Your task =
Recast these records as a two-column CSV with the header row "prompt,answer", giving one row per record: its text under "prompt" and its answer under "answer". Put each value in a single quoted field, replacing line breaks with spaces.

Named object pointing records
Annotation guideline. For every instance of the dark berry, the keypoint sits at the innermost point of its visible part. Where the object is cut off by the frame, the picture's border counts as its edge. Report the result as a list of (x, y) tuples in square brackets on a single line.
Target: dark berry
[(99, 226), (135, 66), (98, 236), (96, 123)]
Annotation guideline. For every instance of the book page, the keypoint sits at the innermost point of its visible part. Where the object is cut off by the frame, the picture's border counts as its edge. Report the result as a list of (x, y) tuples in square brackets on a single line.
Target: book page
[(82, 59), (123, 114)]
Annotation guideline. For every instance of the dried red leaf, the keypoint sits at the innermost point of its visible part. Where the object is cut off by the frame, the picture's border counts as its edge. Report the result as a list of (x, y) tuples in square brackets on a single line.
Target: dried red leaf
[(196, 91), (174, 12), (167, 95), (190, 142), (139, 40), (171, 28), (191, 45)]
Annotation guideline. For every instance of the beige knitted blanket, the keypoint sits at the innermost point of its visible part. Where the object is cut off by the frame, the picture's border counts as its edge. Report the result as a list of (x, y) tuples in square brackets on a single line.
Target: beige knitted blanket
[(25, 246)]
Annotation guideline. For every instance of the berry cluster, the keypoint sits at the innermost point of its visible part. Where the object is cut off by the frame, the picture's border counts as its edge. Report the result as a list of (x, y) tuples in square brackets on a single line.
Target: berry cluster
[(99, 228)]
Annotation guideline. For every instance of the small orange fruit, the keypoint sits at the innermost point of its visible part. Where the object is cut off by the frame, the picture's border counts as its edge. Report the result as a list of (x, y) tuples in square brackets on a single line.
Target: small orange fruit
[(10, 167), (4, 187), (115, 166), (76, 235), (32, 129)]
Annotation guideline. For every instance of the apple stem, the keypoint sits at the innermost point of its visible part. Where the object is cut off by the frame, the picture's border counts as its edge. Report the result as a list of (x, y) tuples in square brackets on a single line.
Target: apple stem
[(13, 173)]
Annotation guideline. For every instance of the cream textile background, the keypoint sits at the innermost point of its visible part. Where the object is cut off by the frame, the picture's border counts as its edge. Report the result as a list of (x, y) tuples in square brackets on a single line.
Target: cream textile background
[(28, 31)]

Complete output =
prompt,answer
"Annotation guideline. For every instance of the dark berry, the keypoint sits at the innermost point of its visible part. Where the object is cut off by the frame, the picture's border counts as its edge. Report the result as a list of (x, y) tuples in square brackets on a single line. Target: dark berry","[(99, 226), (135, 66), (98, 236), (96, 123)]"
"Annotation guideline. For every instance of the book page, the keypoint sits at the innermost point of its visible part. Where the object is cut off by the frame, the picture's border counts as its edge. Report the result as a list of (x, y) tuples in square brackets on a single line. Target: book page","[(82, 59), (123, 114)]"
"Annotation guideline. For every instance of the dried red leaf, the keypoint sits at the innermost point of its visible part. Where the object is cut off by the frame, the picture's border counts as its edge. Report the result as a list of (x, y) tuples in square brackets on a single line. Target: dried red leaf","[(196, 91), (174, 12), (167, 95), (190, 142), (139, 40), (171, 28), (191, 45)]"
"Annotation guideline. For every instance of the beige knitted blanket, the keypoint sits at the innermost point of its visible part. Where the object is cut off by the frame, the picture's border counts as its edge. Report the result as a list of (x, y) tuples in square brackets on a single line. Target: beige knitted blanket","[(25, 246)]"
"Annotation guideline. For every instance of the berry cluster, the keypoint sits at the innermost point of its visible part. Where the object is cut off by the frame, the picture's border counts as its edge. Report the result as a list of (x, y) tuples in square brackets on a single line. Target: berry cluster","[(99, 228)]"
"Annotation guideline. For every instance of the small orange fruit, the keypoint sits at the innermost point of its visible part. Where the object is cut off by the frame, the picture's border counts as its edge. Report the result as a list of (x, y) tuples in square brackets on a single line. Target: small orange fruit","[(10, 167), (4, 187), (115, 166), (76, 235), (32, 129)]"
"Annotation guideline. For every instance of the apple stem, the keypoint sits at the innermost point of its visible part. Where the object is cut off by the frame, the picture's border counts as its edge. Report the result as a list of (x, y) tuples in square brackets on a single line. Target: apple stem","[(13, 173)]"
"Annotation guideline. For every instance of the cream textile background, the keypoint sits at the innermost point of its visible part. Where the object is cut off by the frame, the picture's border counts as its edge. Report the result as a list of (x, y) tuples in square brackets on a single line. Target: cream textile background","[(28, 31)]"